* [Given problem 1]: In the bank essay, what balance does the bank lady say an account must fall below before the charge applies?
* [Given problem 2]: Reproduce the bank essay word for word, the stretch from "Why I Don't" through "but she wasn’t?".
* [Given problem 3]: Write the next part of the bank essay, picking up right after its last sentence.

* [Selected text]:
<<<<
Why I Don't Love My Bank


WHY I LOVE MY BANK


Sometimes when relationships go bad they go really, really, bad.  In those unfortunate situations there’s no in between time where things might get better or heaven forbid, worse.  Often there are little signs.  Remember when your first ex-wife used to come home every day all wrung out and you thought she was taking Jazzercize, but she wasn’t?

 

Today we are talking about a different kind of relationship, one with a fine banking institution.  I began by trusting the bank though a friend recently informed me that a robber takes your money all at once while a bank just takes a little every time you turn around.  Of course the folks down at the bank are sweet as honey and polite as an old maid at a church social, but when little things start happening the relationship is teetering on full collapse.    

 

I seldom review the monthly bank statement but recently began to log onto my account on the Internet just for fun.  Soon enough there were little signs, an $8 service cycle charge for one.  I don’t own a bicycle and they don’t fix them so I called.  The sweet lady at the bank said if my account goes under $100 they charge me, but she assured me it is a great account with free checks.
>>>>
* [Collected data]:
<<<<
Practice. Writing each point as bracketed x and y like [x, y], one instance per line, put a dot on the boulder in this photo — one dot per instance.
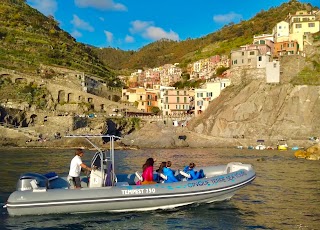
>>>>
* [Right answer 1]: $100

* [Right answer 2]:
Why I Don't Love My Bank


WHY I LOVE MY BANK


Sometimes when relationships go bad they go really, really, bad.  In those unfortunate situations there’s no in between time where things might get better or heaven forbid, worse.  Often there are little signs.  Remember when your first ex-wife used to come home every day all wrung out and you thought she was taking Jazzercize, but she wasn’t?

* [Right answer 3]:
 

Each month the bank takes $2 from my account just in case I go over and need to borrow some money.  They charge me for the privilege of being able to borrow money on a short term basis for 18 per cent.  That didn’t bother me a lot, but to charge me $8 every time I get close to needing their money seems a bit much.  It’s kind of like me charging the paper if I almost send in a column.

 

Then, just to make certain things were as promised I looked at my account and found a recent $14.65 charge for, you guessed it, checks.  I called another kind woman at the bank and she assured me the matter would be looked into.  Later she phoned to say that because we get duplicate checks we are charged, so much for my free checks.  That $14.65 is for a single box of checks.  Thank goodness they give me credit for some of the cost since I have this great account, don’t they?

 

While perusing my great account on the computer I noted a charge for an ATM card.  There’s nothing wrong with that except I don’t have an ATM card.  I suggested to the friendliest banker in the world that if they were going to charge me for an ATM card maybe I ought to have one.  She issued me an ATM card on the spot.

 

 

 

Now truth is I don’t use ATM cards very much, but just to make sure the darn thing worked I stopped at a convenient ATM machine and tried to make a very small withdrawal.  After putting the card and my PIN in, the ATM advised that the card was invalid.  That’s right, I’m being charged an annual fee for an ATM card that doesn’t work.

 

Like I said in the beginning, when relationships go bad they go really bad.  I’m going to miss the nice ladies down at the bank, but what they are doing to me ain’t Jazzercize.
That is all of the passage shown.